*** Material ***

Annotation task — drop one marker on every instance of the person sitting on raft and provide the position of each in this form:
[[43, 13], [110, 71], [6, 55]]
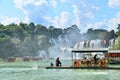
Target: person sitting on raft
[[58, 63]]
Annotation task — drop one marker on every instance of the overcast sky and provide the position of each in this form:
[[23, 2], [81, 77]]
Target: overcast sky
[[96, 14]]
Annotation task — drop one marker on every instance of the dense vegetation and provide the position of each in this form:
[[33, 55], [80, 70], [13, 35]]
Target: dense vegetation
[[27, 39]]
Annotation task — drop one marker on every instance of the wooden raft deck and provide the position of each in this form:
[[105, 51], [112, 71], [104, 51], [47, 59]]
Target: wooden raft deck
[[68, 67]]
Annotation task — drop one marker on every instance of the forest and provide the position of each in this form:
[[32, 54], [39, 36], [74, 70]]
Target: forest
[[18, 40]]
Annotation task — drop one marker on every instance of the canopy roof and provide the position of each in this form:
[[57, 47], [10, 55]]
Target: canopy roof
[[90, 50]]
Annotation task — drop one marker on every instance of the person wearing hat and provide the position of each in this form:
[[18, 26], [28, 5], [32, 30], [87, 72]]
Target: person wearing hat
[[58, 63]]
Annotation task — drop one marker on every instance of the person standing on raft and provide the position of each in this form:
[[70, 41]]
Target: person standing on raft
[[58, 63]]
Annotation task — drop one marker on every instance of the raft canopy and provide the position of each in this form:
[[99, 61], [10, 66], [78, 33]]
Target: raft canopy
[[114, 51], [90, 50]]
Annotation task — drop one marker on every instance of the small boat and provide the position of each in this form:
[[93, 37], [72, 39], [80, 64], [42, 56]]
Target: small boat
[[88, 62]]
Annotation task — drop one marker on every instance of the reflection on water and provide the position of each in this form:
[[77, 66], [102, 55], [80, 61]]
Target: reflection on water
[[56, 74]]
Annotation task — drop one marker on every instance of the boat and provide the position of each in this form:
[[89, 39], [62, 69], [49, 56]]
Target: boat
[[87, 62]]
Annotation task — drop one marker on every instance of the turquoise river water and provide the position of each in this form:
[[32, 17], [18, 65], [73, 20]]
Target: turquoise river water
[[35, 70]]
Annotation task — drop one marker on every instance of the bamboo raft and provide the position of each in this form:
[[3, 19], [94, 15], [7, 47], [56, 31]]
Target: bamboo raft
[[69, 67], [89, 64]]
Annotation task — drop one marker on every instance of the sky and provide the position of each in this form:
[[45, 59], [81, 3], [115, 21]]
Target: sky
[[96, 14]]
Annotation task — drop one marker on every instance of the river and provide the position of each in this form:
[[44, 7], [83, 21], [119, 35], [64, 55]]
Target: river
[[36, 71]]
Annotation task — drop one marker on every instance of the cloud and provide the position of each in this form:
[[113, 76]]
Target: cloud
[[59, 21], [77, 14], [9, 20], [63, 1], [113, 23], [53, 3], [114, 3], [22, 4]]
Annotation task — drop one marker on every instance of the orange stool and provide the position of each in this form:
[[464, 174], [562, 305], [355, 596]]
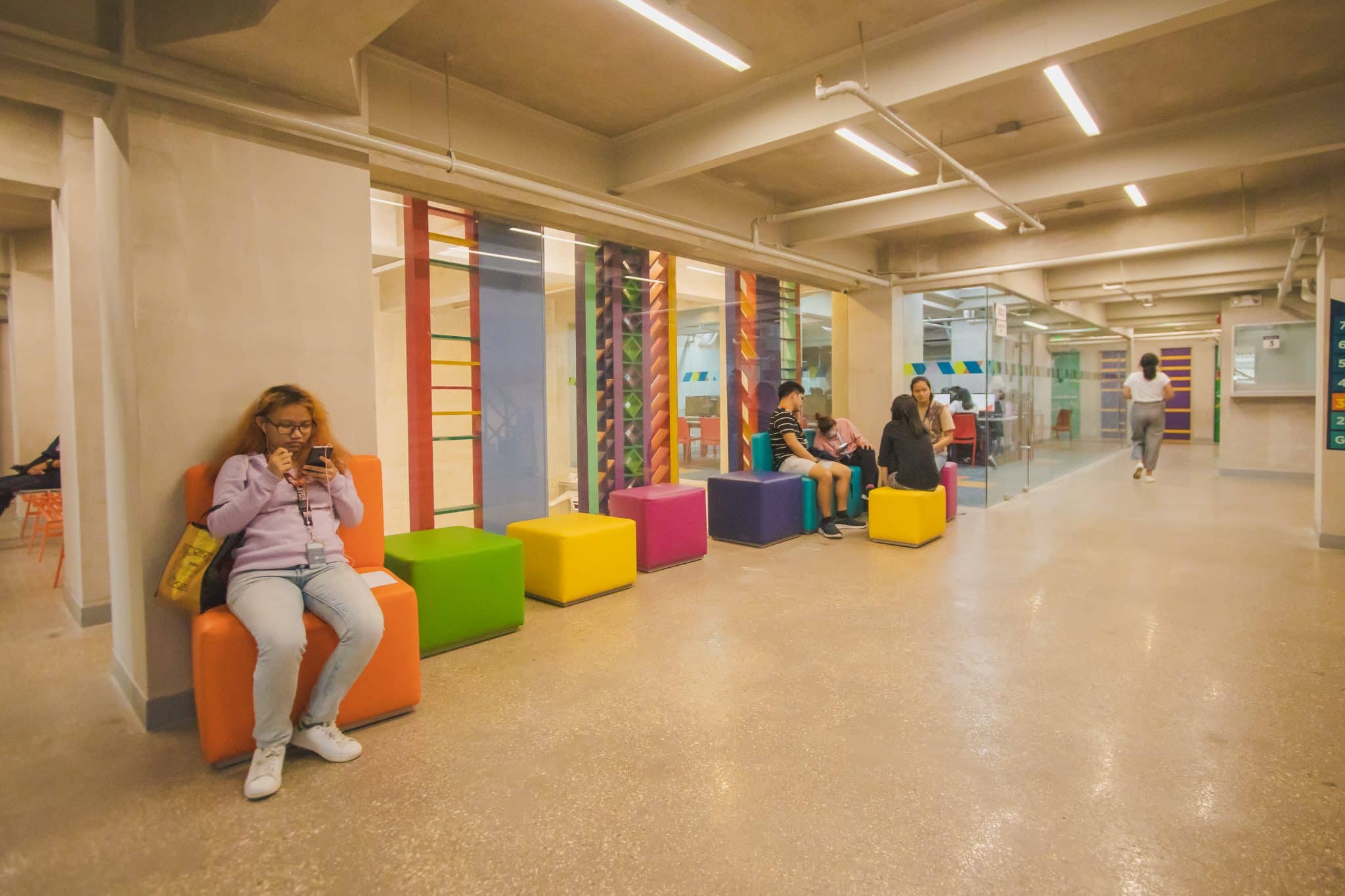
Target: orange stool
[[223, 653]]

***

Please copy out the rows starting at the line containing "of the canopy" and ending at the line containing "[[114, 51], [90, 50]]", requests included. Add 123 to every coordinate in the answers, and leave the requests and their sample formats unchanged.

— Written response —
Annotation task — drop one marker on every instance of the canopy roof and provide the position of each in this form:
[[57, 47], [10, 55]]
Target: canopy roof
[[213, 173]]
Annotation task — drop one marker on every instance of the person wearing hat and provide the position of each in this form:
[[18, 26], [28, 5], [32, 30], [87, 72]]
Target: person wearing hat
[[181, 186]]
Annotation task — drop one marker on every instance of the person standing on raft and provide the position of each in this form:
[[70, 41]]
Target: person standing on raft
[[181, 186]]
Annotation task — drop one marker on every instance of the raft canopy and provide the position of each in this form:
[[99, 61], [10, 66], [78, 33]]
Target: raft canopy
[[237, 174], [213, 173]]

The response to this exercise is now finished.